--- Start Text ---

What follows are 8 of my own “epic fails” as a first-time CEO. Yes, back in the day, I somehow managed to mess up in every one of these ways.

Lock 8 Partners works with numerous portfolio company CEOs, and I’ve seen similar challenging situations – OK, “fails” – re-emerge in some form or fashion. But, having personally botched these situations as a CEO myself, I hope to help our portfolio company leaders avoid such pitfalls.

Luckily, when caught early, I don’t believe any of these are truly fatal, or even a legitimate “fail.” Providing they are identified and corrected relatively quickly, it is just part of the process of becoming a seasoned and savvy chief executive.

Okay, enough set-up. Here’s the list:

  1. Thinking More = Better: As a first-time CEO, I was desperate to prove myself; and prior experience had convinced me that doing “more” was doing “better.” Like most execs, I had been rewarded in the past for taking on more (and more) responsibility, initiating multiple projects, and frenetically crossing things off the to-do list.

    As CEO, that approach was dead wrong. Doing more and more as the leader — and asking the organization to follow-suit — just created confusion, exhausted people, and generated organizational turbulence.

    As a first-time CEO, “focus is your friend.” Fewer, well-executed initiatives are almost always better than many scattered projects. At Lock 8, I know that successful first-time CEOs remain humble in their initial ambitions and keep things simple until they’re really on-track.

  2. Blindly Following the 80/20 Rule: I felt like it was my job as the CEO to get things 80% of the way to completion, and then rely on others to “bevel the edges.”

--- End Text ---

**Task list:**
- 1) In the text on first-time CEO fails, what three results does the author say came from doing more and more as the leader and asking the organization to do the same?
- 2) In the text on first-time CEO fails, how far did the author think a CEO should take things before relying on others to "bevel the edges"?

--- Start Stored records ---

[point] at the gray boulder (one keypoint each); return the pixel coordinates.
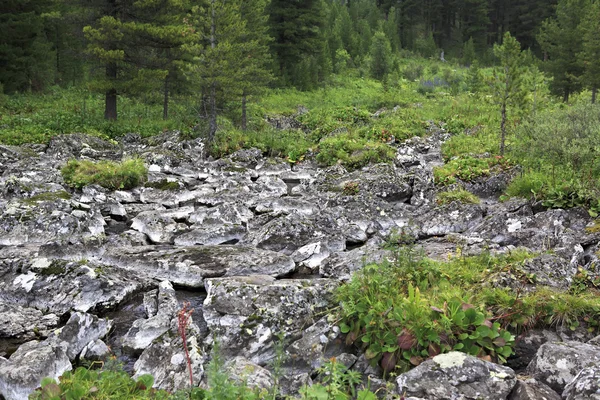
(57, 286)
(22, 373)
(556, 364)
(189, 266)
(533, 390)
(242, 370)
(163, 355)
(245, 314)
(81, 330)
(585, 386)
(162, 226)
(144, 331)
(457, 376)
(22, 322)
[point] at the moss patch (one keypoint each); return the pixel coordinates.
(48, 196)
(163, 184)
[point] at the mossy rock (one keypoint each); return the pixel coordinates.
(163, 184)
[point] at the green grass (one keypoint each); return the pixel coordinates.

--- End Stored records ---

**Answers for the exercise:**
- 1) Confusion, exhausted people, and organizational turbulence.

- 2) 80% of the way to completion.